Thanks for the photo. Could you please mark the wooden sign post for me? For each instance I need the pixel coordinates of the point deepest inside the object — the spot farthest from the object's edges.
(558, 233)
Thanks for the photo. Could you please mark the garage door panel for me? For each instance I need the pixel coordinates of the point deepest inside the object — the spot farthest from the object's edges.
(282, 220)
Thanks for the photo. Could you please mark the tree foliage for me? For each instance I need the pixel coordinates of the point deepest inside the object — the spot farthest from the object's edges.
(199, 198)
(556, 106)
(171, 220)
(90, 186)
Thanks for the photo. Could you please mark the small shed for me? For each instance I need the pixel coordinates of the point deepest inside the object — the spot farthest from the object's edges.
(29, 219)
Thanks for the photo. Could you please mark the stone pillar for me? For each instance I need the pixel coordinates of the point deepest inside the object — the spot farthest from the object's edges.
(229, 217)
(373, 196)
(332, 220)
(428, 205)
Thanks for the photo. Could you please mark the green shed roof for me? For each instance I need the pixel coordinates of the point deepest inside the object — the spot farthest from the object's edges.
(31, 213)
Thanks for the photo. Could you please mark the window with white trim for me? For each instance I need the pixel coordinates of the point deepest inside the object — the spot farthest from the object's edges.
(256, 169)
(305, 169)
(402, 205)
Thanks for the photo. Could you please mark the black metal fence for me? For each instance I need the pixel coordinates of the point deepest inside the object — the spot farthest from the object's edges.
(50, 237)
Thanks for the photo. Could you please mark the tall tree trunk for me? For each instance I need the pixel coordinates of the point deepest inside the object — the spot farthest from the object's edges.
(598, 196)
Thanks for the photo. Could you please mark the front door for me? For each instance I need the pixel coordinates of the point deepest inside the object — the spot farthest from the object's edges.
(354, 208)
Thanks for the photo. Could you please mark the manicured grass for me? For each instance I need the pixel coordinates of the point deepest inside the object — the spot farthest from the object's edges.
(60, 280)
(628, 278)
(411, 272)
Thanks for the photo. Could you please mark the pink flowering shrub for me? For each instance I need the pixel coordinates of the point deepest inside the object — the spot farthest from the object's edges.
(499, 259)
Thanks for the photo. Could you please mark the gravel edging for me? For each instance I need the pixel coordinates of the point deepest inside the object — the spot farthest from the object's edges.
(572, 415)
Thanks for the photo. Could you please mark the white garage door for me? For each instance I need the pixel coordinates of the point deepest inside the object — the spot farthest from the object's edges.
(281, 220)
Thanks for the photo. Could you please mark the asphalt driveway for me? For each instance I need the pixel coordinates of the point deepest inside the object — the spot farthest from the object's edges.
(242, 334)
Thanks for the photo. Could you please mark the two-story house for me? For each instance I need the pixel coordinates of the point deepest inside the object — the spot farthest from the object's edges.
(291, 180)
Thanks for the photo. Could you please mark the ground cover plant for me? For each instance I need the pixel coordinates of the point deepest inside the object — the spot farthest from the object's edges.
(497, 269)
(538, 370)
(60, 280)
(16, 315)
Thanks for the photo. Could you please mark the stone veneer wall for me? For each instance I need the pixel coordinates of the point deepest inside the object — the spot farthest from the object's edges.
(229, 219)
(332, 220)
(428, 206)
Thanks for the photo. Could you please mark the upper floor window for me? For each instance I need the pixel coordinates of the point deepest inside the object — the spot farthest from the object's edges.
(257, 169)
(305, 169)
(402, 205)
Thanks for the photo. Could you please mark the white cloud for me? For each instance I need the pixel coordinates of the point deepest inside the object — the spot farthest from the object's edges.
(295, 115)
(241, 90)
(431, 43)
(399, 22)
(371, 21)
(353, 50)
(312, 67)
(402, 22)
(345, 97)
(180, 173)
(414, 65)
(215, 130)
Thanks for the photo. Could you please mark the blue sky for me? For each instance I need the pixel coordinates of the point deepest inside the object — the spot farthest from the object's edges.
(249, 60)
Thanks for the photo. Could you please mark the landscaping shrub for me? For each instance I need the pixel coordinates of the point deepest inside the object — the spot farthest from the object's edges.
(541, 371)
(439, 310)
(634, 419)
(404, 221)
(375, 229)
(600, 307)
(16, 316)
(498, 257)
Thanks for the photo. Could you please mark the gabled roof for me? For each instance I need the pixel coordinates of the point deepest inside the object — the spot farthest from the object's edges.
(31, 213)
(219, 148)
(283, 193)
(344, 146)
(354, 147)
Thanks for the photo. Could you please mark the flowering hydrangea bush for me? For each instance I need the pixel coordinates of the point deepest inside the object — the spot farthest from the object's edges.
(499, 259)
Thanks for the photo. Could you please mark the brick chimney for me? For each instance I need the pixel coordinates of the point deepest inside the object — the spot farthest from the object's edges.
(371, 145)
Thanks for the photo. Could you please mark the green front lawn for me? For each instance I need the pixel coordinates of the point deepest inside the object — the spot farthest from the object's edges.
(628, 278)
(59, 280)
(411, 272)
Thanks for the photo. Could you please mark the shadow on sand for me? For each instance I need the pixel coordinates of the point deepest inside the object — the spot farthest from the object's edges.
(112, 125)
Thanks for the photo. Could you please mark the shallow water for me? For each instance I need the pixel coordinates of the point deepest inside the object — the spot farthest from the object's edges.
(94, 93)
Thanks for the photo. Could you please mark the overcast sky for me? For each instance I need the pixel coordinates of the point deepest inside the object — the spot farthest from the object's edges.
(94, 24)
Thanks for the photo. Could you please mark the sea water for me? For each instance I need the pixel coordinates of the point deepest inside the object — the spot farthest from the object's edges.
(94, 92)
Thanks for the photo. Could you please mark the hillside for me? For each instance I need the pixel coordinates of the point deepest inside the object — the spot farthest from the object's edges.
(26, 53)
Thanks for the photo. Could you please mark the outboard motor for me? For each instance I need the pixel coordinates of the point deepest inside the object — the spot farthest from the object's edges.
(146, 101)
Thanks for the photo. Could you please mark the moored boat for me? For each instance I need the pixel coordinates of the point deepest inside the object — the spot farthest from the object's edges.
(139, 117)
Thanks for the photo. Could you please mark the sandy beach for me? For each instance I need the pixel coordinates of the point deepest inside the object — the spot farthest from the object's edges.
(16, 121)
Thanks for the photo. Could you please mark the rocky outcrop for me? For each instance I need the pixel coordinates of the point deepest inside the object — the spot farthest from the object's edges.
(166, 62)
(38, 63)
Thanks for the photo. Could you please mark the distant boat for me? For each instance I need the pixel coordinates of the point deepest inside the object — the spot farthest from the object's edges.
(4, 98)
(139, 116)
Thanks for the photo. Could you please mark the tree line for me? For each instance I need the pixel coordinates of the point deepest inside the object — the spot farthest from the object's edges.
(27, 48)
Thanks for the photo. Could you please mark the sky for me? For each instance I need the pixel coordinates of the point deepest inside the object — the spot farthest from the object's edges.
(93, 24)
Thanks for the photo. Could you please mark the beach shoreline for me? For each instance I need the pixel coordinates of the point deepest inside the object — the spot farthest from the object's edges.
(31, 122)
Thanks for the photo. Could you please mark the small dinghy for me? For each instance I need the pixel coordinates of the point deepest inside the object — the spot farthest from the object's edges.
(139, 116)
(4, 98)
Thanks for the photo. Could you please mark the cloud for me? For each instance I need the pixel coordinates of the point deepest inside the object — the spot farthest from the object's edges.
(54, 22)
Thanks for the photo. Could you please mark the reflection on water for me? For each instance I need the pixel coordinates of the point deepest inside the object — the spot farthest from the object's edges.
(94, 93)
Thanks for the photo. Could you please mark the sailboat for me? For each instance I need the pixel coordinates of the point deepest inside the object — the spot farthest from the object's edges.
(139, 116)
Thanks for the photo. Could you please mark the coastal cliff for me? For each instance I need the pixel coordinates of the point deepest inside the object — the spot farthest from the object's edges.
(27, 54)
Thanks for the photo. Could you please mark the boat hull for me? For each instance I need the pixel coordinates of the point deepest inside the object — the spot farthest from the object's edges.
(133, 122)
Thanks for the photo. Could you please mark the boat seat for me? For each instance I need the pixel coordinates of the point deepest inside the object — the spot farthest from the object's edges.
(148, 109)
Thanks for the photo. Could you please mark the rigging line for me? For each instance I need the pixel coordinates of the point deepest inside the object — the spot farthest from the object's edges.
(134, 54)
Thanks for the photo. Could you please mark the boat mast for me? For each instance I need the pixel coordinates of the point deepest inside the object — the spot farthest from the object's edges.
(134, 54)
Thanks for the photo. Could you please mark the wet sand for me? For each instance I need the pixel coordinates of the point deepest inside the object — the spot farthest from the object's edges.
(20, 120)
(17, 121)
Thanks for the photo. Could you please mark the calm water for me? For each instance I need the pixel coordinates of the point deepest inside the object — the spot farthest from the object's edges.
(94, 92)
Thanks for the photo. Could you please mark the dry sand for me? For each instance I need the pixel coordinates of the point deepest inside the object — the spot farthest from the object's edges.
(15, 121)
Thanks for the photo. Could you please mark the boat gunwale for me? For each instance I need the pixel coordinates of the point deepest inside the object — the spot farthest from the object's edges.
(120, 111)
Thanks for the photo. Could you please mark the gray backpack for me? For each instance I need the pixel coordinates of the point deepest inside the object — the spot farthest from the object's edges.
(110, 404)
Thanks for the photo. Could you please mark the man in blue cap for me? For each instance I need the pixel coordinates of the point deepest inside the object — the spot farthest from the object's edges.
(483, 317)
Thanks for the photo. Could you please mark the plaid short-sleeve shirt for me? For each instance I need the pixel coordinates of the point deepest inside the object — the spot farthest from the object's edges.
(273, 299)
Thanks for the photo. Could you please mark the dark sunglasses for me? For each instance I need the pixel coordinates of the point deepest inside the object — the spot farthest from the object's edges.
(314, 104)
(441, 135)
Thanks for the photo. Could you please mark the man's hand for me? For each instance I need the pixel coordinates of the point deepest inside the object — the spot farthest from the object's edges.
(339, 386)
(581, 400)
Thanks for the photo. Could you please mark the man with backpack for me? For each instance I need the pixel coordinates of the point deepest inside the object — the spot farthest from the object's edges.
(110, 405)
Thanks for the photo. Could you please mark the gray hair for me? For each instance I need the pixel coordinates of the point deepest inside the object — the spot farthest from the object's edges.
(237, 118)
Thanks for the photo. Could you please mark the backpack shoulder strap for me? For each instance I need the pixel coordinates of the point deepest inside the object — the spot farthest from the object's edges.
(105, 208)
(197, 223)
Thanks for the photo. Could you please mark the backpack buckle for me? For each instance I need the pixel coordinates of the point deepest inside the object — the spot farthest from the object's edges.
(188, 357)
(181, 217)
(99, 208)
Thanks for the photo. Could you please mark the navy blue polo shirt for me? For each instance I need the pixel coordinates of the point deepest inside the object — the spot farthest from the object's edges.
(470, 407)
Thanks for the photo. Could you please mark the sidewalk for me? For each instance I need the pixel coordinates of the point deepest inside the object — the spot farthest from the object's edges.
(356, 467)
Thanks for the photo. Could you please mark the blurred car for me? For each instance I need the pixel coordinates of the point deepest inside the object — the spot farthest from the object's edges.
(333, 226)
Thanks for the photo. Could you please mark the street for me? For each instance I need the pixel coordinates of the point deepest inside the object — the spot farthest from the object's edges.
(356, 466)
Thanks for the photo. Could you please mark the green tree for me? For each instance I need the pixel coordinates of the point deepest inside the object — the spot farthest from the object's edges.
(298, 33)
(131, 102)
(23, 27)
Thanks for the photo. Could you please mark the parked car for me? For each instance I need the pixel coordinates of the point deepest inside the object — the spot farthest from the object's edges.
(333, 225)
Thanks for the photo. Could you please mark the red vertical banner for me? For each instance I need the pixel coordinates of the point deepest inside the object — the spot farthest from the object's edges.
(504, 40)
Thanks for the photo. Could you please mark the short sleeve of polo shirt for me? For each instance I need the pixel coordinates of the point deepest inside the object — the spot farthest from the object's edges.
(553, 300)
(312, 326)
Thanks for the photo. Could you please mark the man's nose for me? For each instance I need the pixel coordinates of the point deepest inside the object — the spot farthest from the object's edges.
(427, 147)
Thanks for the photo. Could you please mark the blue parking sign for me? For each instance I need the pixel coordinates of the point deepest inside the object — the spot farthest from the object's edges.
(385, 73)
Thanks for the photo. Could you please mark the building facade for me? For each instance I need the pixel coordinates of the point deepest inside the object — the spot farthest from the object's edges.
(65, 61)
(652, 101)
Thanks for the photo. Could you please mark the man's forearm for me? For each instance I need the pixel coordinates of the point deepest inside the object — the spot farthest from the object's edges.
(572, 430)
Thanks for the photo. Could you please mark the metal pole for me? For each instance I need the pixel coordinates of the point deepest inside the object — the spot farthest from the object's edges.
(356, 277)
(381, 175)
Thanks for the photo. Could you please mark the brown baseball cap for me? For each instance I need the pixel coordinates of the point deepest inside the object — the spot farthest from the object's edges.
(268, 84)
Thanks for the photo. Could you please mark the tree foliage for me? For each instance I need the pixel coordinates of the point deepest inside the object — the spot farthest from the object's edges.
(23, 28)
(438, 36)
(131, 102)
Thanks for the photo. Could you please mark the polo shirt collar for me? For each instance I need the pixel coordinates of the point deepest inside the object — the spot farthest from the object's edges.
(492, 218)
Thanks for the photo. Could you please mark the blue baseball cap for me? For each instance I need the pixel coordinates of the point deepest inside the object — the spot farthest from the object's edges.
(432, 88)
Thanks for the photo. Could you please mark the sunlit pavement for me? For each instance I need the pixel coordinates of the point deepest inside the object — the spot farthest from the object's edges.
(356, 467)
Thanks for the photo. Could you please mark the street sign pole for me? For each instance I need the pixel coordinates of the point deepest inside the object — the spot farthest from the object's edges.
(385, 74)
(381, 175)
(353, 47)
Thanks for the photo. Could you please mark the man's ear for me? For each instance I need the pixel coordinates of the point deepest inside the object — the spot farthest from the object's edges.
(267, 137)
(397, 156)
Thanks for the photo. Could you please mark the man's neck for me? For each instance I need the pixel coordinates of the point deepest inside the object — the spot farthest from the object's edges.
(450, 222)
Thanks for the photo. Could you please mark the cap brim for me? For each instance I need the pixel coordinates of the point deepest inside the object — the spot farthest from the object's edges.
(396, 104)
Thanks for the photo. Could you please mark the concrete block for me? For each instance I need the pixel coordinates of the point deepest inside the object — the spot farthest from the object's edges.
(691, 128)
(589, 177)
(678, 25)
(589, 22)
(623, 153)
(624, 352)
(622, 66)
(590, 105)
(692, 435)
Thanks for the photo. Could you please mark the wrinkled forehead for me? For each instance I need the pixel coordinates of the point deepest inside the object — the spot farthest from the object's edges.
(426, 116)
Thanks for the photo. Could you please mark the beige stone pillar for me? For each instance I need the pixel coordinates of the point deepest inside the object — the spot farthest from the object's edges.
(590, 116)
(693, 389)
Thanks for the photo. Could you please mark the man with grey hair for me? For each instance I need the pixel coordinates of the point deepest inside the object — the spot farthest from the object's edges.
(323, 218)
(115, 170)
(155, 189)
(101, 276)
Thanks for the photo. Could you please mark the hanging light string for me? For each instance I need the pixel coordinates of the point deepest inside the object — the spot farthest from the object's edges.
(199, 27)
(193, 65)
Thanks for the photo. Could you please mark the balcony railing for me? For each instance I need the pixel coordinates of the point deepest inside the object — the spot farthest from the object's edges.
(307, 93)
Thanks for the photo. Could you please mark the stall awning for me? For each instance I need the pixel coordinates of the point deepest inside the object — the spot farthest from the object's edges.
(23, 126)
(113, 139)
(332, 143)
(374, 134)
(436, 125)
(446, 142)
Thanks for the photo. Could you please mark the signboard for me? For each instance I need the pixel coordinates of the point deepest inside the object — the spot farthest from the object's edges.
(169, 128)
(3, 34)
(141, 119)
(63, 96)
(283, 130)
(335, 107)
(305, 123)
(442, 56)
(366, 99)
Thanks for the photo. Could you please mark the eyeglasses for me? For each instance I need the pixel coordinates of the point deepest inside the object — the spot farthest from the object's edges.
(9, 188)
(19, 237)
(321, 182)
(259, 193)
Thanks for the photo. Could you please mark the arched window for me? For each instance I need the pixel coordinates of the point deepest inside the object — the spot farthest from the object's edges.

------------------------

• **Brief**:
Everything from the line containing "Thanks for the photo. Could you please mark the eyeglasses" to the end of the records must be written out exactly; include both of those lines and no others.

• **Full output**:
Thanks for the photo. Could you please mark the eyeglasses for me? For each instance I need the pixel coordinates of the point deepest inside the object — the spot farthest from the object's edges.
(9, 188)
(19, 237)
(321, 182)
(259, 193)
Thanks for the photo. Could you please mark the arched window for me? For each instance I need the pixel coordinates of the point deepest inside the object — the spot farthest from the object's edges.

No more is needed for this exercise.